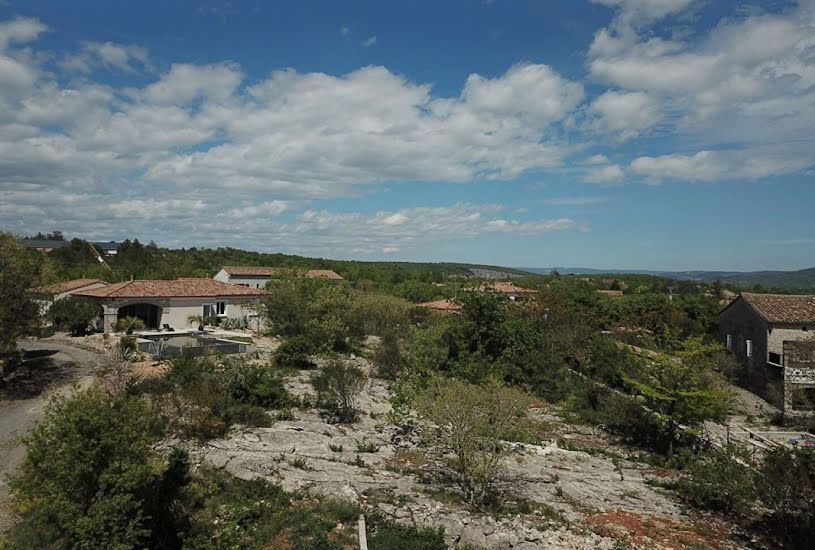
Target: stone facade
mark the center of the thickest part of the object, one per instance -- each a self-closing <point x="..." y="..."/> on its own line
<point x="763" y="348"/>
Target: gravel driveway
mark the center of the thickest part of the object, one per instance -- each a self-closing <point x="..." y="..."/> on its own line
<point x="49" y="366"/>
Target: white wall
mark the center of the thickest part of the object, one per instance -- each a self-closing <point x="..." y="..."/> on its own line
<point x="179" y="310"/>
<point x="254" y="281"/>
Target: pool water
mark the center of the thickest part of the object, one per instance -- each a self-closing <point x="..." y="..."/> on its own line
<point x="192" y="345"/>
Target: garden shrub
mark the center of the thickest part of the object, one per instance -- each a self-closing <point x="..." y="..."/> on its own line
<point x="255" y="385"/>
<point x="721" y="480"/>
<point x="104" y="485"/>
<point x="74" y="315"/>
<point x="337" y="385"/>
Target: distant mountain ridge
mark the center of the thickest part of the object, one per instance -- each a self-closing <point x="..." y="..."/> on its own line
<point x="803" y="279"/>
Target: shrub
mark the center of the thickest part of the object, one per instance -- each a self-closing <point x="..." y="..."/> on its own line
<point x="105" y="487"/>
<point x="469" y="422"/>
<point x="387" y="535"/>
<point x="295" y="353"/>
<point x="337" y="385"/>
<point x="388" y="357"/>
<point x="74" y="315"/>
<point x="787" y="488"/>
<point x="255" y="385"/>
<point x="249" y="415"/>
<point x="721" y="480"/>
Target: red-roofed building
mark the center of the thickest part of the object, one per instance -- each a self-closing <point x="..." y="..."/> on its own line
<point x="759" y="329"/>
<point x="46" y="295"/>
<point x="171" y="303"/>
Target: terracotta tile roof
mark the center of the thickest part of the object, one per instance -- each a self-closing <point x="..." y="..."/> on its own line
<point x="65" y="286"/>
<point x="179" y="288"/>
<point x="441" y="305"/>
<point x="782" y="308"/>
<point x="252" y="271"/>
<point x="247" y="271"/>
<point x="323" y="274"/>
<point x="612" y="293"/>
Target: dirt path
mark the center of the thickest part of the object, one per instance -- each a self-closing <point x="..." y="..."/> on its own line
<point x="49" y="366"/>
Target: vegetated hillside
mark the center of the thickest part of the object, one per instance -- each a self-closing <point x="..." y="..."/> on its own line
<point x="136" y="260"/>
<point x="803" y="279"/>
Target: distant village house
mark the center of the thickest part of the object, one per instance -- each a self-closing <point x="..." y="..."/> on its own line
<point x="170" y="303"/>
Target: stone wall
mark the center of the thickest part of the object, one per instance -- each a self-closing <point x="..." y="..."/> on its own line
<point x="799" y="376"/>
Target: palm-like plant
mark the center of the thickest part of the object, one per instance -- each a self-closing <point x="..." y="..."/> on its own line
<point x="129" y="324"/>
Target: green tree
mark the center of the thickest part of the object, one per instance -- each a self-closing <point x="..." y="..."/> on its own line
<point x="683" y="390"/>
<point x="90" y="478"/>
<point x="73" y="314"/>
<point x="19" y="313"/>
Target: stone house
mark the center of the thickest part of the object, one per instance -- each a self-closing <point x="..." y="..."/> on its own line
<point x="762" y="331"/>
<point x="173" y="302"/>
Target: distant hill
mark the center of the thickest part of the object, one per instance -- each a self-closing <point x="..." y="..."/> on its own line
<point x="803" y="279"/>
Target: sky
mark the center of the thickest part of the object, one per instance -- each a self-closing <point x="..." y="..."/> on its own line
<point x="650" y="134"/>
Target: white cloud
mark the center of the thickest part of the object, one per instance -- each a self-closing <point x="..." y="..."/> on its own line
<point x="707" y="166"/>
<point x="576" y="201"/>
<point x="108" y="55"/>
<point x="185" y="82"/>
<point x="625" y="114"/>
<point x="20" y="30"/>
<point x="596" y="159"/>
<point x="606" y="174"/>
<point x="370" y="233"/>
<point x="264" y="209"/>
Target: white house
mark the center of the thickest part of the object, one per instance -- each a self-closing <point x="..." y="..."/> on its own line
<point x="257" y="277"/>
<point x="46" y="295"/>
<point x="173" y="302"/>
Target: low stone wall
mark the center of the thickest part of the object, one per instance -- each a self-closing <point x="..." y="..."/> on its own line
<point x="799" y="376"/>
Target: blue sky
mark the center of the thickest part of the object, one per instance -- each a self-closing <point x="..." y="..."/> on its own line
<point x="663" y="134"/>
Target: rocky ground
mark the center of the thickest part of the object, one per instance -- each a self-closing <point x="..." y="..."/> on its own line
<point x="575" y="489"/>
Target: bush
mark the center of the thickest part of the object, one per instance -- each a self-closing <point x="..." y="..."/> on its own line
<point x="787" y="488"/>
<point x="295" y="353"/>
<point x="105" y="487"/>
<point x="469" y="422"/>
<point x="721" y="480"/>
<point x="74" y="315"/>
<point x="249" y="415"/>
<point x="337" y="385"/>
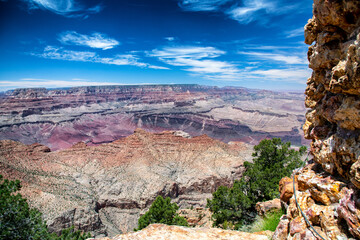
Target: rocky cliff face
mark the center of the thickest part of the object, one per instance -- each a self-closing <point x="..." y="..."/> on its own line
<point x="104" y="189"/>
<point x="61" y="117"/>
<point x="328" y="189"/>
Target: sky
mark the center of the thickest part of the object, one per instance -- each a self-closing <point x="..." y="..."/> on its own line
<point x="66" y="43"/>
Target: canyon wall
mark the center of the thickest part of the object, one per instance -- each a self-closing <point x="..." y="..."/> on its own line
<point x="328" y="187"/>
<point x="103" y="189"/>
<point x="58" y="118"/>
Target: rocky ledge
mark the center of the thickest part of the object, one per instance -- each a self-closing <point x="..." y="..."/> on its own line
<point x="104" y="189"/>
<point x="161" y="231"/>
<point x="59" y="118"/>
<point x="328" y="189"/>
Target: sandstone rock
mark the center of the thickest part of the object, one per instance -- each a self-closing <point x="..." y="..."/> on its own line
<point x="286" y="189"/>
<point x="60" y="118"/>
<point x="282" y="229"/>
<point x="104" y="189"/>
<point x="197" y="217"/>
<point x="325" y="193"/>
<point x="161" y="231"/>
<point x="263" y="207"/>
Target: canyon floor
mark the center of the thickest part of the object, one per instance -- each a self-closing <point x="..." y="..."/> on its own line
<point x="103" y="189"/>
<point x="59" y="118"/>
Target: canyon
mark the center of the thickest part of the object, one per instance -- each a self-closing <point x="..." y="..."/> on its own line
<point x="103" y="189"/>
<point x="59" y="118"/>
<point x="328" y="188"/>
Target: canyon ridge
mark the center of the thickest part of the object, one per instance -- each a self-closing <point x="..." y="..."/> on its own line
<point x="59" y="118"/>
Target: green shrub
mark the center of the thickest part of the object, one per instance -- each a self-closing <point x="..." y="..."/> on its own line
<point x="18" y="221"/>
<point x="272" y="160"/>
<point x="161" y="211"/>
<point x="268" y="222"/>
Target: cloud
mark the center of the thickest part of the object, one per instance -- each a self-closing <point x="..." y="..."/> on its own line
<point x="95" y="40"/>
<point x="251" y="10"/>
<point x="202" y="5"/>
<point x="59" y="53"/>
<point x="197" y="60"/>
<point x="298" y="75"/>
<point x="295" y="33"/>
<point x="170" y="39"/>
<point x="66" y="8"/>
<point x="47" y="83"/>
<point x="51" y="83"/>
<point x="244" y="11"/>
<point x="286" y="58"/>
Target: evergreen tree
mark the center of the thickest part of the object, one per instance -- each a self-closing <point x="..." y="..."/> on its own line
<point x="161" y="211"/>
<point x="272" y="160"/>
<point x="20" y="222"/>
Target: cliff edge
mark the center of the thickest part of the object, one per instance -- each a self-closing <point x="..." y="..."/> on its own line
<point x="328" y="188"/>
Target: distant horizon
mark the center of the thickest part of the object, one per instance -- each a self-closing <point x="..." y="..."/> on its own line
<point x="149" y="85"/>
<point x="256" y="44"/>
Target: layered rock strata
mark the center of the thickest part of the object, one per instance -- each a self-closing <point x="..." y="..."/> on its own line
<point x="104" y="189"/>
<point x="328" y="189"/>
<point x="59" y="118"/>
<point x="165" y="232"/>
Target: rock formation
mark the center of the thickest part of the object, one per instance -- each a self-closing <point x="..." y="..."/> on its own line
<point x="328" y="188"/>
<point x="165" y="232"/>
<point x="104" y="189"/>
<point x="61" y="117"/>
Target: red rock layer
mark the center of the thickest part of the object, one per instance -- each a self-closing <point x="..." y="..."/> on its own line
<point x="328" y="189"/>
<point x="104" y="189"/>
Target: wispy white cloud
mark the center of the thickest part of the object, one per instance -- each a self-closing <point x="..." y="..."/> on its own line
<point x="295" y="32"/>
<point x="95" y="40"/>
<point x="59" y="53"/>
<point x="47" y="83"/>
<point x="52" y="83"/>
<point x="202" y="5"/>
<point x="170" y="39"/>
<point x="244" y="11"/>
<point x="251" y="10"/>
<point x="66" y="8"/>
<point x="299" y="75"/>
<point x="284" y="57"/>
<point x="197" y="60"/>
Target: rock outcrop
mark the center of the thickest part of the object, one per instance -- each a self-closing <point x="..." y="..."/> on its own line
<point x="328" y="189"/>
<point x="264" y="207"/>
<point x="62" y="117"/>
<point x="161" y="231"/>
<point x="104" y="189"/>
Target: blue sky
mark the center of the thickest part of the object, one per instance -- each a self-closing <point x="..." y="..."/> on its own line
<point x="64" y="43"/>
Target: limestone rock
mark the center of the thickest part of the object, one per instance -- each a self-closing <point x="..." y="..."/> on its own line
<point x="286" y="189"/>
<point x="263" y="207"/>
<point x="327" y="191"/>
<point x="161" y="231"/>
<point x="197" y="217"/>
<point x="60" y="118"/>
<point x="104" y="189"/>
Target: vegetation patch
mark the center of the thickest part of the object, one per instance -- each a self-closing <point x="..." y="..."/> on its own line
<point x="234" y="207"/>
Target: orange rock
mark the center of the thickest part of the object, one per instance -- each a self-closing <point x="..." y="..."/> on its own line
<point x="286" y="189"/>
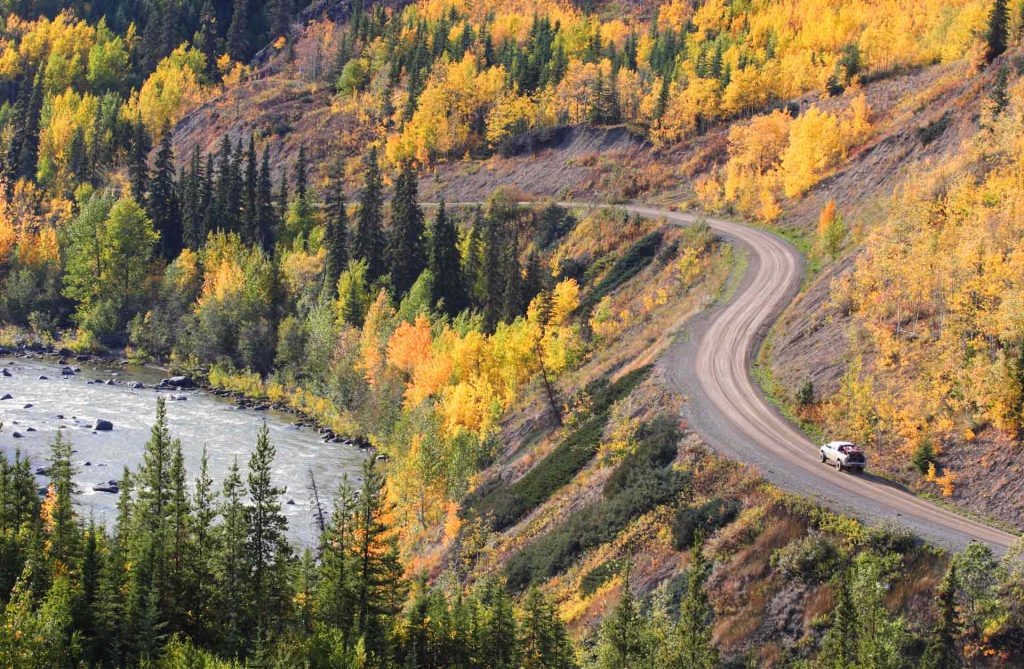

________________________________________

* [Exercise directions]: Convert the entries, from the line that contains "Target: orange rock" through the end of the entries, into a two-column CSV with the headers input and output, one row per entry. Put each entry's text and its answer in their own quoted fields, replace line breaks with spaces, and leave out the pictures.

* [Expected output]:
input,output
"Target: orange rock mark the center of the thickest part of the object, one per instance -- each a self-closing <point x=""..."" y=""...""/> on its own line","<point x=""286"" y=""189""/>"